**Stated task**
Find each line in the records below that contains the string "horizon", and copy every one of those lines in full.

### Material

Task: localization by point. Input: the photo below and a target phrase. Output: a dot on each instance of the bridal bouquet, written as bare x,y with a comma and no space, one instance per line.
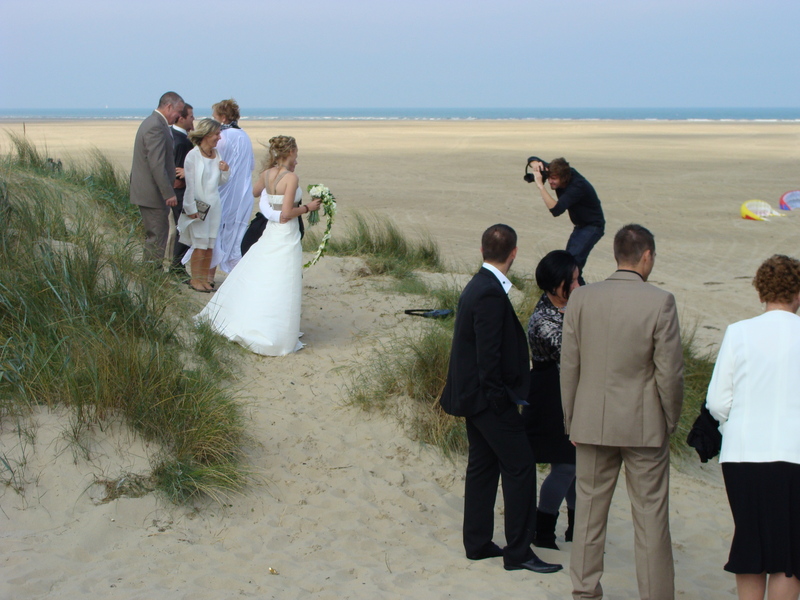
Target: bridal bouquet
328,208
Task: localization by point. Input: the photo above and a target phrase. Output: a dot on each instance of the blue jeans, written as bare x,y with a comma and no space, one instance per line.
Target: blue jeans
580,243
557,487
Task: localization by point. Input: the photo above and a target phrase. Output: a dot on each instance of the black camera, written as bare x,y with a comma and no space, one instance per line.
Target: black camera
545,169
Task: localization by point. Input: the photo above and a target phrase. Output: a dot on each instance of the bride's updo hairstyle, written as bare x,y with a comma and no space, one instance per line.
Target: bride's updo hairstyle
203,128
280,147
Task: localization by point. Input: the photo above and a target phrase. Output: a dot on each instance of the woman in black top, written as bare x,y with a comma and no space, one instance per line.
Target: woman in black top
556,275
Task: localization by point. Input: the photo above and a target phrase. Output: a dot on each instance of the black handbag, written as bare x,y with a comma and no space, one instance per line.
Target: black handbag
254,232
705,436
256,229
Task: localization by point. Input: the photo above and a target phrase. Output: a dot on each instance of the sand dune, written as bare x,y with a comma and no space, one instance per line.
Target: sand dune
349,506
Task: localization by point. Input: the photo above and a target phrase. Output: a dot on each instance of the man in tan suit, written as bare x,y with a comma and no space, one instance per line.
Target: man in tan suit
622,391
153,174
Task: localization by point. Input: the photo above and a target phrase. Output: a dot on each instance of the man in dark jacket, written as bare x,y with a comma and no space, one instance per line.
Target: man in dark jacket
577,197
182,147
488,378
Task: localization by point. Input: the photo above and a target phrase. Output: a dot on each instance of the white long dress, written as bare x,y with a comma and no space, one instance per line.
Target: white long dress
236,198
258,305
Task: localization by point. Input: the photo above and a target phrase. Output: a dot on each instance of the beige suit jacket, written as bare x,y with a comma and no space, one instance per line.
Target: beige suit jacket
153,168
621,363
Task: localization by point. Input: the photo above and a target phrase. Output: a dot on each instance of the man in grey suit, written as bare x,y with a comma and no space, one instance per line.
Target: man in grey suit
153,174
622,392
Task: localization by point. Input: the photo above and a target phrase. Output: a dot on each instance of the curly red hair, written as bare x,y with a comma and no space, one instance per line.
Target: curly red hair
778,279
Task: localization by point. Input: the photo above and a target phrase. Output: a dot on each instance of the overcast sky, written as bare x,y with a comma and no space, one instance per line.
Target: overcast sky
408,53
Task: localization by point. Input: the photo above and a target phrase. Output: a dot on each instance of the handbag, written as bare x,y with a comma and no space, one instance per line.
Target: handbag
705,436
202,209
254,232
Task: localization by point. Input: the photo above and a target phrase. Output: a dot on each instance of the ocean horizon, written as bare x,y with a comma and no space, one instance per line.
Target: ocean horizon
434,114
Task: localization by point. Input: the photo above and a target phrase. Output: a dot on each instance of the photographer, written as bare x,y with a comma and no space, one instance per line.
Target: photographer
577,197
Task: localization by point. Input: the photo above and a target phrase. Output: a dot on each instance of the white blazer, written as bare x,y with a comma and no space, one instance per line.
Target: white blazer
755,389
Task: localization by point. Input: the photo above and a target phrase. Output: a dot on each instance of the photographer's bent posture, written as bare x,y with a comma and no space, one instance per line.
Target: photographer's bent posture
576,196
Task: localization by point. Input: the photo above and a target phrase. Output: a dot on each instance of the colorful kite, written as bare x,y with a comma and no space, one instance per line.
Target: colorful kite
758,210
790,200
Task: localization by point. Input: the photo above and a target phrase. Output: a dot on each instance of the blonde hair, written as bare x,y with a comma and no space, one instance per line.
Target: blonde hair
202,128
280,147
228,109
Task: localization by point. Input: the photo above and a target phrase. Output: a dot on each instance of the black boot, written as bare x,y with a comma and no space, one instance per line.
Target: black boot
570,524
545,530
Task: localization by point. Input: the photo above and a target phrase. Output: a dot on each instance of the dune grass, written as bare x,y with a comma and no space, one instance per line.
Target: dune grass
697,370
85,325
385,249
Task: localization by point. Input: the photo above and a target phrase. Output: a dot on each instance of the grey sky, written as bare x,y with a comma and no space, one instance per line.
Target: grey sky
414,53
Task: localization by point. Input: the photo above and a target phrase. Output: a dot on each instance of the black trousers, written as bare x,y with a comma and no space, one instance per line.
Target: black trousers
180,249
499,450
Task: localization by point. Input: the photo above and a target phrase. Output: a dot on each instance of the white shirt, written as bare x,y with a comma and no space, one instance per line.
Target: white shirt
507,285
755,389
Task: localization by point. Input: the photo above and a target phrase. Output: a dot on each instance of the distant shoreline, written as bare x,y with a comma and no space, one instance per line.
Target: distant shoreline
762,115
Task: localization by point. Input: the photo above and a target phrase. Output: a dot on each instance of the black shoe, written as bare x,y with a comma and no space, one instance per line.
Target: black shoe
571,524
535,564
490,550
545,536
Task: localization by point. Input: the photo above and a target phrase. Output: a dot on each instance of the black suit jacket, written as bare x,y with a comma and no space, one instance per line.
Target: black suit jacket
489,363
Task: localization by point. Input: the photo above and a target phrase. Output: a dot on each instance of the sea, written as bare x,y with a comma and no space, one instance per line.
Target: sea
437,114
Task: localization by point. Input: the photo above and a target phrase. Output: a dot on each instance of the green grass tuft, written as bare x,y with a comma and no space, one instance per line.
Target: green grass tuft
85,325
386,250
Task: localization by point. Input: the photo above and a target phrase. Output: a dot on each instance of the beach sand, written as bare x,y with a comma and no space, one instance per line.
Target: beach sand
348,506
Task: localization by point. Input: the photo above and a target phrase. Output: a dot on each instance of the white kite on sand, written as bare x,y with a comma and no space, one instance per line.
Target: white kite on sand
758,210
790,200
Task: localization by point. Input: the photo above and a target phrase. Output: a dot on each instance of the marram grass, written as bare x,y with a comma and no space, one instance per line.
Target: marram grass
385,249
85,325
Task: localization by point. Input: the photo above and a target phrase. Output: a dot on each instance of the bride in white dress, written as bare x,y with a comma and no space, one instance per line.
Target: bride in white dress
258,304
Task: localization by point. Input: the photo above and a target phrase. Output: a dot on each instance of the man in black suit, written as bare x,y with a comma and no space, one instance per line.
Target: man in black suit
488,378
180,137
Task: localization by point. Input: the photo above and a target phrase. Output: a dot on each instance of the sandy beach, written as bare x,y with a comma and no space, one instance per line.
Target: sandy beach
348,505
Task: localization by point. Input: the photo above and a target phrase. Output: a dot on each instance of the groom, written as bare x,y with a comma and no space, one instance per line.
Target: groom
488,378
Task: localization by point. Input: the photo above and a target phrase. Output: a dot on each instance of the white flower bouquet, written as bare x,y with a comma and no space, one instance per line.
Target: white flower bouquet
328,208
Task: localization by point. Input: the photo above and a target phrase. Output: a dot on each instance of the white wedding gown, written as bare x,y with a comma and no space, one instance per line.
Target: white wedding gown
258,304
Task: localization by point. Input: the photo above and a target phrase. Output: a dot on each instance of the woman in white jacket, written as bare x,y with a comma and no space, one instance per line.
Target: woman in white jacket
755,396
199,223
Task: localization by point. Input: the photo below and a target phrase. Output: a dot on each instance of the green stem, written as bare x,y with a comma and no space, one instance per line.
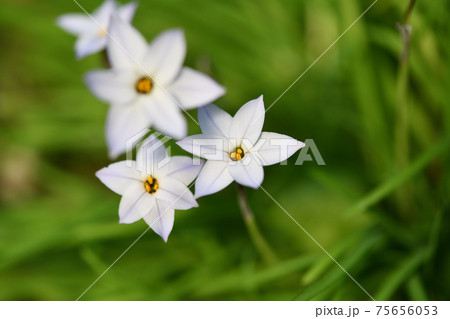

######

**Reply**
Task: localization by point. Input: the photo above and a target phrase. Output: a dot on each instance of the ocean horizon, written as bare x,y with a comma and no space, one instance per line.
Target: ocean horizon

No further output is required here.